▶ Task prompt
For every line in the material, print that line exactly.

▶ Available data
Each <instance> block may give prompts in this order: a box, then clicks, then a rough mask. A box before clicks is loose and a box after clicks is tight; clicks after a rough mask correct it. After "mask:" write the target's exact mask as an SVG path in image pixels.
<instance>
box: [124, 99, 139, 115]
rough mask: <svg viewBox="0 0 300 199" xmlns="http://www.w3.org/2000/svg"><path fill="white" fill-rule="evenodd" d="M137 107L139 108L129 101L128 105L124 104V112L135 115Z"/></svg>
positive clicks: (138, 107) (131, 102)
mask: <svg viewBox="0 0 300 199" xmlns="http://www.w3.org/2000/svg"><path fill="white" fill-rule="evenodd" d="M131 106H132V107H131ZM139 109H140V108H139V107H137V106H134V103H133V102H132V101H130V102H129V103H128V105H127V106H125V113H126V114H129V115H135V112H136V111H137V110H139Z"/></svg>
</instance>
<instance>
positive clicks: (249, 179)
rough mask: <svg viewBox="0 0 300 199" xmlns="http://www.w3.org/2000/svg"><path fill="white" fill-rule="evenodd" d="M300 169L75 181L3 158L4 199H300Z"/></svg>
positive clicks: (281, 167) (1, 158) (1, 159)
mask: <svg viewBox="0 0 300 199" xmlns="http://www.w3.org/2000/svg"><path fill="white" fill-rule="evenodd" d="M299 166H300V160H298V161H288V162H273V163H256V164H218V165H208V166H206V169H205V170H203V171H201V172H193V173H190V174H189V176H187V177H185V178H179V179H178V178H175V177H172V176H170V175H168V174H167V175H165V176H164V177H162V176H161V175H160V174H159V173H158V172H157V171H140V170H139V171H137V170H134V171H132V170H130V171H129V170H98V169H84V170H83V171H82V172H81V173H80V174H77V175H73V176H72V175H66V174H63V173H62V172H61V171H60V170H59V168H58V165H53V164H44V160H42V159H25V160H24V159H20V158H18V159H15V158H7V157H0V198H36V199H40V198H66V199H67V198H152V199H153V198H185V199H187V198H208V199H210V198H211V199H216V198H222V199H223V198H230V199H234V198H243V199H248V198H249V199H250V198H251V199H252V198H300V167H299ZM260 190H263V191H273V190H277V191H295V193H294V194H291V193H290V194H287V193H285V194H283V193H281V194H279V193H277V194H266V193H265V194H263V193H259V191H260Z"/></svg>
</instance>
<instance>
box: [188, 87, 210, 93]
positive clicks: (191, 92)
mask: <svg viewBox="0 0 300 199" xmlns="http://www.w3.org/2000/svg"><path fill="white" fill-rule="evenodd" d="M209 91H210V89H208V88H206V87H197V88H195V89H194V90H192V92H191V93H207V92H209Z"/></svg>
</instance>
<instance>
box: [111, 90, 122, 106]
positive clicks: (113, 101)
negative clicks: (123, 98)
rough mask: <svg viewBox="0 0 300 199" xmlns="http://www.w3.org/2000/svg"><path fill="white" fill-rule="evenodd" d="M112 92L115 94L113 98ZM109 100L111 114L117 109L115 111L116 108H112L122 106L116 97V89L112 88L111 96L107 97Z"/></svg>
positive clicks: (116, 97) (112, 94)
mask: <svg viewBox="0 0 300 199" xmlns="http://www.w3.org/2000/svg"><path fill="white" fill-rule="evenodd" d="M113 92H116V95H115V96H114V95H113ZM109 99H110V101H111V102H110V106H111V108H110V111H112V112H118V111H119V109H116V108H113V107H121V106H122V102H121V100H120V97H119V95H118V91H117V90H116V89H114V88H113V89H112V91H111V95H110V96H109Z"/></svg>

▶ Task result
Each <instance> block may give prompts in this order: a box, then clicks, then a rough mask. A box before clicks is loose and a box after clicks is tight; clicks after a rough mask correct it. After "mask:" write the target's exact mask as an SVG path in image pixels.
<instance>
box: [124, 99, 139, 115]
rough mask: <svg viewBox="0 0 300 199" xmlns="http://www.w3.org/2000/svg"><path fill="white" fill-rule="evenodd" d="M137 107L139 108L129 101L128 105L124 104V112L135 115Z"/></svg>
positive clicks: (138, 107) (131, 102)
mask: <svg viewBox="0 0 300 199" xmlns="http://www.w3.org/2000/svg"><path fill="white" fill-rule="evenodd" d="M131 106H132V107H131ZM139 109H140V108H139V107H137V106H134V103H133V102H132V101H130V102H129V103H128V105H127V106H125V113H126V114H129V115H135V112H136V111H137V110H139Z"/></svg>
</instance>
<instance>
positive clicks: (249, 179)
rough mask: <svg viewBox="0 0 300 199" xmlns="http://www.w3.org/2000/svg"><path fill="white" fill-rule="evenodd" d="M300 169L75 181L3 158L4 199H300Z"/></svg>
positive clicks: (281, 167) (1, 158) (1, 159)
mask: <svg viewBox="0 0 300 199" xmlns="http://www.w3.org/2000/svg"><path fill="white" fill-rule="evenodd" d="M299 166H300V160H298V161H288V162H273V163H256V164H218V165H208V166H206V169H205V170H203V171H201V172H193V173H190V174H189V176H187V177H185V178H179V179H178V178H175V177H172V176H170V175H168V174H167V175H165V176H164V177H162V176H161V175H160V174H159V173H158V172H157V171H140V170H139V171H137V170H134V171H132V170H130V171H129V170H98V169H84V170H83V171H82V172H81V173H80V174H77V175H73V176H72V175H66V174H63V173H62V172H61V171H60V170H59V168H58V165H53V164H44V160H42V159H25V160H24V159H20V158H18V159H15V158H7V157H0V198H36V199H40V198H66V199H67V198H152V199H153V198H185V199H187V198H208V199H210V198H211V199H216V198H222V199H223V198H230V199H234V198H243V199H248V198H249V199H250V198H251V199H252V198H300V167H299ZM260 190H263V191H273V190H277V191H295V193H294V194H291V193H290V194H287V193H285V194H283V193H281V194H279V193H277V194H266V193H265V194H263V193H259V191H260Z"/></svg>
</instance>
<instance>
box: [188, 87, 210, 93]
positive clicks: (191, 92)
mask: <svg viewBox="0 0 300 199" xmlns="http://www.w3.org/2000/svg"><path fill="white" fill-rule="evenodd" d="M209 91H210V89H208V88H206V87H197V88H195V89H194V90H192V92H191V93H207V92H209Z"/></svg>
</instance>
<instance>
box: [111, 90, 122, 106]
positive clicks: (113, 101)
negative clicks: (123, 98)
rough mask: <svg viewBox="0 0 300 199" xmlns="http://www.w3.org/2000/svg"><path fill="white" fill-rule="evenodd" d="M112 92L115 94L113 98ZM109 100L111 114L117 109L115 111L116 108H112L122 106L116 97V89L112 88L111 96L107 97Z"/></svg>
positive clicks: (116, 97) (112, 94)
mask: <svg viewBox="0 0 300 199" xmlns="http://www.w3.org/2000/svg"><path fill="white" fill-rule="evenodd" d="M113 92H116V95H115V96H114V95H113ZM109 99H110V101H111V102H110V106H111V108H110V111H112V112H118V111H119V109H116V108H113V107H121V106H122V102H121V100H120V97H119V95H118V91H117V90H116V89H114V88H113V89H112V91H111V95H110V96H109Z"/></svg>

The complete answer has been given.